_WORK ITEM A:_ Revise the R answer on model means from "First of all, you" to "to the means.", changing "lizard.model" to "fit.model" wherever it occurs.
_WORK ITEM B:_ Put this sentence from the R answer on model means into Spanish: "It will serve both you and your students."
_WORK ITEM C:_ Write the next part of the R answer on model means and standard errors, starting after its final sentence.
═══ SELECTED EXCERPT
First of all, you don't have to calculate the means by hand. Just do:
df.2$mean <- with(df.2,ave(value,sex.codes,variable,FUN=mean))
See also ?ave
. That is more clear than the clutter of code in your example. If you have the lizard.model, you can just use
fitted(lizard.model)
and compare these values to the means.
Then I strongly disagree with you. What you calculate, is not the standard error on your prediction. To do that correctly, use the predict()
function
outcome <- predict(lizard.model,se.fit=TRUE)
df.2$CI.half <- outcome$se / 2
To get the confidence interval on the predicted means, you have to use the correct formulae if you ever want your students to understand this correctly. Take a look at section 3.5 of this incredibly great Practical Regression and Anova using R from Faraway. It contains tons of code examples where everything is calculated by hand in a convenient and concise way. It will serve both you and your students. I learnt a lot from it and use it often as a guideline when explaining these things to students.
Now to get the summary dataframe you have a few options, but this one works and is quite understandible.
══════
═══ DATA TO EXAMINE
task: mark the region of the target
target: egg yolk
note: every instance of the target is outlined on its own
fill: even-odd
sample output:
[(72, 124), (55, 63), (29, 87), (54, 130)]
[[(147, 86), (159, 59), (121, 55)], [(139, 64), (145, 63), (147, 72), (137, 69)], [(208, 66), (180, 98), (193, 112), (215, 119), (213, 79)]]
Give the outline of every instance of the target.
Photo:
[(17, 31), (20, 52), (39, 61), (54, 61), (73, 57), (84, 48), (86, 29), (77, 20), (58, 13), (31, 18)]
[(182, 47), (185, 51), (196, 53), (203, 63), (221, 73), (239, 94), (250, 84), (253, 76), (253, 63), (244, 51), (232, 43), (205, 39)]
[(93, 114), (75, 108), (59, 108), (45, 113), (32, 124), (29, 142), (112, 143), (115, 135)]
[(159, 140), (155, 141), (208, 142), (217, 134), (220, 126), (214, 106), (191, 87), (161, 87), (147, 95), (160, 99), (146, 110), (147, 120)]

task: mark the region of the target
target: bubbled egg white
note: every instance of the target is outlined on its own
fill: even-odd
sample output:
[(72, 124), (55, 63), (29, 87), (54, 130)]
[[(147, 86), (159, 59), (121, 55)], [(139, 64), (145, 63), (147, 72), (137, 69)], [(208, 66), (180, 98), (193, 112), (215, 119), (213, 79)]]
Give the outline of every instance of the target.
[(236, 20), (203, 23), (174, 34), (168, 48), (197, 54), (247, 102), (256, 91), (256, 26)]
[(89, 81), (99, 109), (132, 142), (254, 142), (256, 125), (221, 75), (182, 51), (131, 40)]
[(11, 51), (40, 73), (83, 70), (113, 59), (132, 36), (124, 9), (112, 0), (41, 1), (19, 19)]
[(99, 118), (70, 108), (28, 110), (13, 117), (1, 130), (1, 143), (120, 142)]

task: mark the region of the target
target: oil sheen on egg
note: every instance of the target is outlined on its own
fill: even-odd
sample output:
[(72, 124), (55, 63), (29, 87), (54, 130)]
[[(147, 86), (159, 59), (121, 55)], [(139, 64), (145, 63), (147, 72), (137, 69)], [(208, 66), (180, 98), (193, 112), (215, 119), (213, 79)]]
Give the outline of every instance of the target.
══════
_EXERCISE RESPONSE A:_
First of all, you don't have to calculate the means by hand. Just do:
df.2$mean <- with(df.2,ave(value,sex.codes,variable,FUN=mean))
See also ?ave
. That is more clear than the clutter of code in your example. If you have the fit.model, you can just use
fitted(fit.model)
and compare these values to the means.

_EXERCISE RESPONSE B:_ Les será útil tanto a usted como a sus estudiantes.

_EXERCISE RESPONSE C:_
summary.df <- unique(df.2[,-c(3,5,6)])
names(summary.df) <- c('Sex','Location','Means','CI.half')
And now you can just run your plot code as it stands there.
Alternatively, if you want the prediction error on your values, you can use the following:
lizard.predict <- predict(lizard.model,interval='prediction')
df.2$lower <- lizard.predict[,2]
df.2$upper <- lizard.predict[,3]
summary.df <- unique(df.2[,-3])
names(summary.df)[1:3] <- c('Sex','Location','Means')
qplot(data=summary.df,
y=Means,
x=Location,
group=Sex,
ymin=lower,
ymax=upper,
geom=c("point", "errorbar", "line"),
color=Sex,
shape=Sex,
width=0.25) + theme_bw()
PS: If I sound harsh here and there, that's not intended. English is not my mothertongue, and I'm still not acquainted with the subtleties of the language.